Exercise directions: Write every line of the items below as a JSON list of strings, with one string per line and blank lines omitted. Leave the pictures out of the list.

== Information given ==

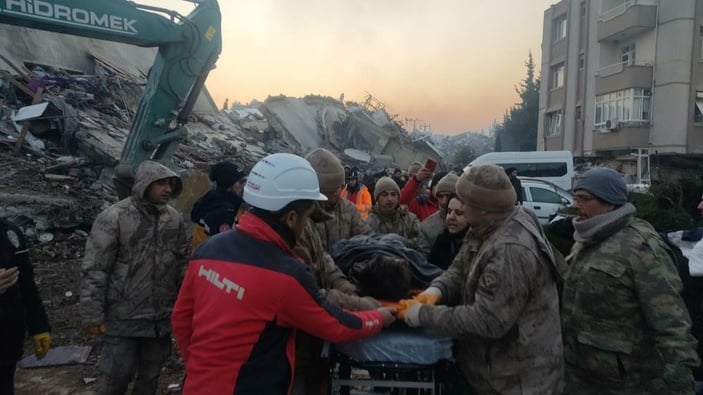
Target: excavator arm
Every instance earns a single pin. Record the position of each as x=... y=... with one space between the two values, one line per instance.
x=188 y=49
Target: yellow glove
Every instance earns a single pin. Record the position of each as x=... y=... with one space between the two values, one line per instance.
x=97 y=330
x=42 y=343
x=430 y=296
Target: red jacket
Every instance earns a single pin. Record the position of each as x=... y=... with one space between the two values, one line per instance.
x=422 y=206
x=243 y=298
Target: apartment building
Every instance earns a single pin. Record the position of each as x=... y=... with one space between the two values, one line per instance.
x=618 y=75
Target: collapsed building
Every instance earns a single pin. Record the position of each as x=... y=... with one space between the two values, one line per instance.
x=70 y=101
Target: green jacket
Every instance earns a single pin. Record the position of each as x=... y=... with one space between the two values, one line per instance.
x=624 y=325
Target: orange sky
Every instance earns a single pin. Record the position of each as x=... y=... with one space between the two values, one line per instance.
x=452 y=64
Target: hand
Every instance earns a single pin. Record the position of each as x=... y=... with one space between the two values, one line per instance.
x=42 y=343
x=97 y=330
x=424 y=174
x=430 y=296
x=405 y=304
x=388 y=315
x=8 y=278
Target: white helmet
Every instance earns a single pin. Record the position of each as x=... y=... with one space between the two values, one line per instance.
x=279 y=179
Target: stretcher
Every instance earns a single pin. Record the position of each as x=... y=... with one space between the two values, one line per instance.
x=396 y=359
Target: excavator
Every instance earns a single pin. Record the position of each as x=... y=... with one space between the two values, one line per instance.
x=188 y=47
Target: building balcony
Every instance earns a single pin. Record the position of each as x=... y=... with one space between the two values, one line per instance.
x=628 y=19
x=623 y=76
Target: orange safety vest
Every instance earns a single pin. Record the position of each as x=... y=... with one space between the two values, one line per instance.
x=362 y=202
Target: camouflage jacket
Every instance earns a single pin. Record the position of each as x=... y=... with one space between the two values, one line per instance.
x=346 y=223
x=134 y=260
x=430 y=228
x=337 y=289
x=502 y=307
x=401 y=222
x=623 y=320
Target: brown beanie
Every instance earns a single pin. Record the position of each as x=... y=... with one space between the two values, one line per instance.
x=447 y=184
x=330 y=172
x=487 y=187
x=414 y=168
x=384 y=184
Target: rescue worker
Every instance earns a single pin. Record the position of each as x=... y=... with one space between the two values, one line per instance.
x=413 y=193
x=345 y=220
x=135 y=257
x=626 y=329
x=448 y=243
x=246 y=294
x=357 y=193
x=433 y=226
x=21 y=307
x=218 y=210
x=389 y=217
x=311 y=369
x=499 y=296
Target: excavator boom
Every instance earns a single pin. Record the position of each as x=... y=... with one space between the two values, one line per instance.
x=188 y=48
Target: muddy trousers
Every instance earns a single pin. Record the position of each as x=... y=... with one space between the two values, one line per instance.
x=7 y=379
x=122 y=357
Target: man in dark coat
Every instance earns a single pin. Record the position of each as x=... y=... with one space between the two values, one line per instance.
x=21 y=308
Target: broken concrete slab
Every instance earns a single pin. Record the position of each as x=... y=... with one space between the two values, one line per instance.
x=63 y=355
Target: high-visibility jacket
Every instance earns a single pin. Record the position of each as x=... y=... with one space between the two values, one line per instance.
x=361 y=199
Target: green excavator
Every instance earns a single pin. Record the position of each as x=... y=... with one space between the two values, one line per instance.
x=188 y=47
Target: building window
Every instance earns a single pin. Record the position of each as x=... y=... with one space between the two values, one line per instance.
x=559 y=28
x=557 y=73
x=553 y=123
x=628 y=105
x=627 y=57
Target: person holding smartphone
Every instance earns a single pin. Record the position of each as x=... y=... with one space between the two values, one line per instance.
x=21 y=308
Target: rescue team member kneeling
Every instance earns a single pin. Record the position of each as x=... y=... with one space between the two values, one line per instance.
x=245 y=294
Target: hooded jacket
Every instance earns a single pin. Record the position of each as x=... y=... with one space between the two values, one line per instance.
x=500 y=303
x=134 y=261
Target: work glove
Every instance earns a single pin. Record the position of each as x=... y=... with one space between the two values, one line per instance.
x=42 y=343
x=430 y=296
x=388 y=315
x=411 y=315
x=97 y=330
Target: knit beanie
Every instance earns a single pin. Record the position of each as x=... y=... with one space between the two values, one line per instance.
x=414 y=167
x=225 y=174
x=486 y=187
x=604 y=183
x=385 y=184
x=330 y=172
x=447 y=184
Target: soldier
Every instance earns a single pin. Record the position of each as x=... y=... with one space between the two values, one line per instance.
x=388 y=217
x=499 y=295
x=134 y=260
x=626 y=329
x=432 y=226
x=346 y=221
x=21 y=307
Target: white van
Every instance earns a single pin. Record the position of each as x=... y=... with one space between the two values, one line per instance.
x=556 y=167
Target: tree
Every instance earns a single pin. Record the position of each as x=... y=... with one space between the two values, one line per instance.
x=518 y=132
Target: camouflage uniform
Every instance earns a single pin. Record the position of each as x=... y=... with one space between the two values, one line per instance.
x=346 y=223
x=626 y=329
x=310 y=368
x=134 y=261
x=430 y=228
x=503 y=309
x=400 y=221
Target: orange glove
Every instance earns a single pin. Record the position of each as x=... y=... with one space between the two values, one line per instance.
x=430 y=296
x=42 y=343
x=97 y=330
x=405 y=304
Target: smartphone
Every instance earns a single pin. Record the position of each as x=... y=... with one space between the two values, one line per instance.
x=430 y=164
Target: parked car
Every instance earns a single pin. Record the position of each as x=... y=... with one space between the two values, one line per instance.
x=544 y=198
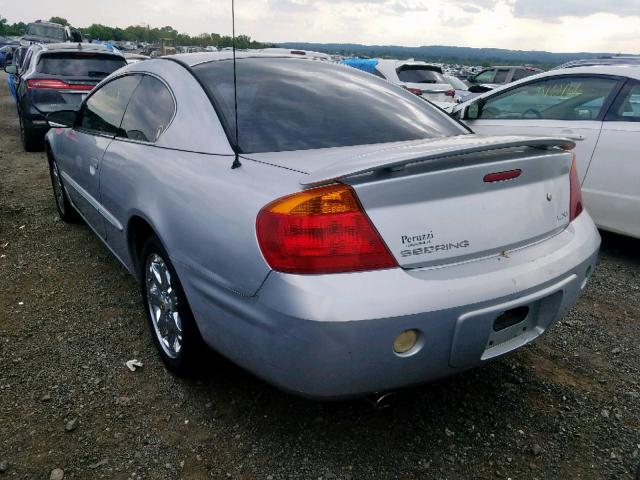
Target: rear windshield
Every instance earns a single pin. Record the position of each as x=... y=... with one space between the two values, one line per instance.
x=47 y=31
x=419 y=74
x=79 y=64
x=296 y=104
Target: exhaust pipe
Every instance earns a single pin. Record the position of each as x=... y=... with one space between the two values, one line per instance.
x=380 y=401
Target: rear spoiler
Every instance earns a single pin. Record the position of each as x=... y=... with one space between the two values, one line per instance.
x=400 y=156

===

Solution to the problem:
[
  "Target: excavator arm",
  "Every instance earns a single pin. Record the position of each as x=... y=... with one space between the two values, one line per instance.",
  "x=188 y=49",
  "Target: yellow glove",
  "Every instance earns a single pin. Record the position of each as x=... y=... with one space between the two values, one line per instance.",
  "x=97 y=330",
  "x=42 y=343",
  "x=430 y=296",
  "Target: red jacket",
  "Every instance earns a single pin. Record the position of each as x=... y=... with one space between the two values, one line per instance.",
  "x=422 y=206",
  "x=243 y=298",
  "Target: apartment building",
  "Every instance earns a single pin. Record the position of each as x=... y=... with one space between the two values, one line per instance.",
  "x=618 y=75",
  "Target: collapsed building",
  "Every instance earns a single pin. Record the position of each as x=... y=... with one space between the two values, one line per instance.",
  "x=70 y=101",
  "Target: green jacket",
  "Every instance earns a single pin. Record the position of each as x=... y=... with one space between the two values, one line per instance.",
  "x=624 y=325",
  "Target: orange sky",
  "Every instance earns a single pin. Record the position of each as x=... y=... with one space between the two values, one line per instance.",
  "x=452 y=64",
  "Target: hand",
  "Every instance earns a single pin. Record the position of each as x=... y=... with one space between the two values, one line per instance.",
  "x=42 y=343",
  "x=97 y=330",
  "x=424 y=174",
  "x=430 y=296",
  "x=405 y=304",
  "x=388 y=315",
  "x=8 y=278",
  "Target: white helmet",
  "Every instance earns a single pin. Record the position of each as x=... y=... with one space between the two values, one line per instance.",
  "x=279 y=179",
  "Target: stretcher",
  "Every instance earns a single pin. Record the position of each as x=... y=... with one space between the two values, one line per instance.",
  "x=396 y=359",
  "Target: excavator",
  "Every instance earns a single pin. Record the position of each as x=... y=... with one space between the two values, one line per instance.",
  "x=188 y=47",
  "Target: building balcony",
  "Every instance earns a single pin. Record the position of each as x=... y=... with one space between the two values, one line per instance.",
  "x=628 y=19",
  "x=623 y=76",
  "Target: orange safety vest",
  "Every instance earns a single pin. Record the position of each as x=... y=... with one space between the two values, one line per instance.",
  "x=362 y=202",
  "Target: camouflage jacket",
  "Every instance earns a single pin. Record the position of each as x=... y=... with one space between the two values, one line per instance.",
  "x=346 y=223",
  "x=134 y=260",
  "x=430 y=228",
  "x=337 y=289",
  "x=502 y=307",
  "x=401 y=222",
  "x=623 y=320",
  "Target: brown beanie",
  "Every instance earns a single pin. Record the position of each as x=... y=... with one space between the two values, one line per instance.",
  "x=447 y=184",
  "x=330 y=172",
  "x=487 y=187",
  "x=414 y=168",
  "x=384 y=184",
  "Target: rescue worker",
  "Every instance earns a single pin. Record the position of each as x=... y=... with one space between the two values, one line per instance.",
  "x=413 y=193",
  "x=345 y=220",
  "x=135 y=257",
  "x=626 y=329",
  "x=448 y=243",
  "x=246 y=294",
  "x=357 y=193",
  "x=433 y=226",
  "x=21 y=307",
  "x=218 y=210",
  "x=389 y=217",
  "x=311 y=369",
  "x=499 y=296",
  "Target: excavator boom",
  "Every instance earns a single pin. Record the position of each as x=... y=... with one space between the two values, one line per instance.",
  "x=188 y=48",
  "Target: muddy trousers",
  "Every instance earns a single pin. Record the position of each as x=... y=... with one space between the two values, one line per instance.",
  "x=7 y=379",
  "x=122 y=357",
  "Target: man in dark coat",
  "Every instance earns a single pin. Record the position of each as x=... y=... with one space between the two values, one line per instance.",
  "x=21 y=308",
  "Target: broken concrete slab",
  "Every instance earns a single pin. Record the position of each as x=... y=... with one space between the two values, one line per instance.",
  "x=63 y=355",
  "Target: high-visibility jacket",
  "Every instance earns a single pin. Record the position of each as x=... y=... with one space between the two values, one line per instance.",
  "x=361 y=199",
  "Target: green excavator",
  "Every instance earns a single pin. Record the position of each as x=... y=... with one space between the two values, one line per instance.",
  "x=188 y=47",
  "Target: building window",
  "Every instance earns a single pin. Record the position of each as x=... y=... with one space between the two values, one line per instance.",
  "x=559 y=28",
  "x=557 y=73",
  "x=553 y=123",
  "x=628 y=105",
  "x=627 y=57",
  "Target: person holding smartphone",
  "Every instance earns a single pin. Record the position of each as x=... y=... with one space between the two values, one line per instance.",
  "x=21 y=308",
  "Target: rescue team member kneeling",
  "Every instance earns a single pin. Record the position of each as x=... y=... with one space between the two values, one line per instance.",
  "x=245 y=294",
  "Target: hooded jacket",
  "Every instance earns a single pin. Record the position of each as x=... y=... with one space between the two values, one line per instance.",
  "x=500 y=303",
  "x=134 y=261",
  "Target: work glove",
  "Every instance earns a single pin. Record the position of each as x=... y=... with one space between the two values, one line per instance.",
  "x=42 y=343",
  "x=430 y=296",
  "x=388 y=315",
  "x=411 y=315",
  "x=97 y=330",
  "Target: knit beanie",
  "Every instance earns a single pin. Record the position of each as x=... y=... with one space between the two values, one line per instance.",
  "x=414 y=167",
  "x=225 y=174",
  "x=486 y=187",
  "x=604 y=183",
  "x=385 y=184",
  "x=330 y=172",
  "x=447 y=184",
  "Target: soldier",
  "Every instance earns a single pin. Record the position of each as x=... y=... with one space between the two values, one line per instance.",
  "x=388 y=217",
  "x=499 y=295",
  "x=134 y=260",
  "x=626 y=329",
  "x=432 y=226",
  "x=346 y=221",
  "x=21 y=307",
  "Target: white van",
  "Every instance earns a single pin. Record the position of each as x=... y=... with one space between the two values, one line per instance.",
  "x=556 y=167",
  "Target: tree",
  "Every instance earns a single pin. Record the position of each as x=... y=... with one space between the two values, one line per instance.",
  "x=518 y=132",
  "Target: camouflage uniform",
  "Every instance earns a single pin. Record the position of each as x=... y=... with one space between the two values, one line per instance.",
  "x=346 y=223",
  "x=626 y=329",
  "x=310 y=368",
  "x=134 y=261",
  "x=430 y=228",
  "x=503 y=309",
  "x=400 y=221",
  "Target: orange glove",
  "Every instance earns a single pin. Record the position of each as x=... y=... with one space between the two values, one line per instance.",
  "x=430 y=296",
  "x=42 y=343",
  "x=97 y=330",
  "x=405 y=304",
  "Target: smartphone",
  "Every instance earns a single pin. Record the position of each as x=... y=... with one space between the two values, one line per instance.",
  "x=430 y=164",
  "Target: parked car",
  "Every instance earns a single pin. Record the position of each as x=... y=... with one space between the two values, one line per instance.",
  "x=544 y=198",
  "Target: rear windshield",
  "Every instance earns a single pin. Record the position of each as x=... y=... with one space between the two values, one line per instance.",
  "x=47 y=31",
  "x=419 y=74",
  "x=79 y=64",
  "x=296 y=104",
  "Target: exhaust pipe",
  "Every instance earns a single pin. Record the position of each as x=... y=... with one space between the two values, one line per instance.",
  "x=380 y=401",
  "Target: rear spoiler",
  "Every instance earns a single pin. Record the position of each as x=... y=... with one space between the two values, one line per instance.",
  "x=400 y=156"
]